SUPPLIED MATERIAL: Begin

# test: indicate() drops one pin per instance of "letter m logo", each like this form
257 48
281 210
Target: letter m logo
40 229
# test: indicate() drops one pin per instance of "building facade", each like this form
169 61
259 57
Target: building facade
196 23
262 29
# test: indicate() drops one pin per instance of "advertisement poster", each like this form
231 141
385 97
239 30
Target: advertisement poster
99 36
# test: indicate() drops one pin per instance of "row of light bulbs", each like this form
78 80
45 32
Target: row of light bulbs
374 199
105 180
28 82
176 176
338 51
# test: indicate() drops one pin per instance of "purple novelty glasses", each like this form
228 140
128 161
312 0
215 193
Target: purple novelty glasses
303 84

SUPPLIED MATERIAL: End
SUPPLIED MATERIAL: Begin

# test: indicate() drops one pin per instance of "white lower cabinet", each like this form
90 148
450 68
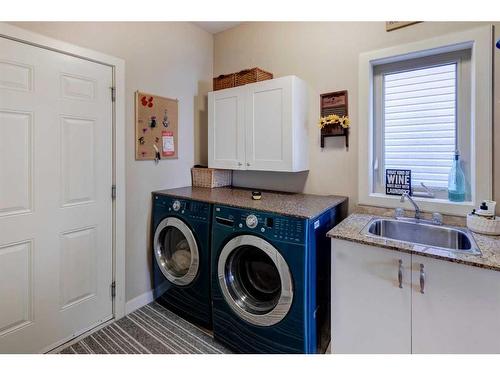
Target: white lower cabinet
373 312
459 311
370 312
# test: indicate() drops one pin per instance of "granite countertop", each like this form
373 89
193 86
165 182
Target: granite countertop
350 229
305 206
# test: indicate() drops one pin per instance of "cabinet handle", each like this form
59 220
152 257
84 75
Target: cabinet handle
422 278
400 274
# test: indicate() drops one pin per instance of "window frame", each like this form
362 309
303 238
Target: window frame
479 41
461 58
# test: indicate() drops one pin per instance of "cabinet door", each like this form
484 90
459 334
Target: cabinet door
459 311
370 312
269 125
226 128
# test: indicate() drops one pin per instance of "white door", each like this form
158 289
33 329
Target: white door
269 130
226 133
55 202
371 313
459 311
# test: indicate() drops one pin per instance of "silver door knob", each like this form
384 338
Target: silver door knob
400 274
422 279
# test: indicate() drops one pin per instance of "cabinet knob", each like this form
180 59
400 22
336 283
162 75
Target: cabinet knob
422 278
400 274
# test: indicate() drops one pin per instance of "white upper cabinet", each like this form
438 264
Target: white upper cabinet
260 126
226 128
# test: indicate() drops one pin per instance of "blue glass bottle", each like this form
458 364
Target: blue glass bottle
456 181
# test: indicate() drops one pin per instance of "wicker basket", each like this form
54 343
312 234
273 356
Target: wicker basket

SUPPLIED MATERIAL: End

WHAT THE EXERCISE ASKS: Pull out every line of the records that includes the string "wicker".

EXERCISE SOLUTION:
# test: indicate() drops one pin per instance of "wicker basket", each like this form
Target: wicker basket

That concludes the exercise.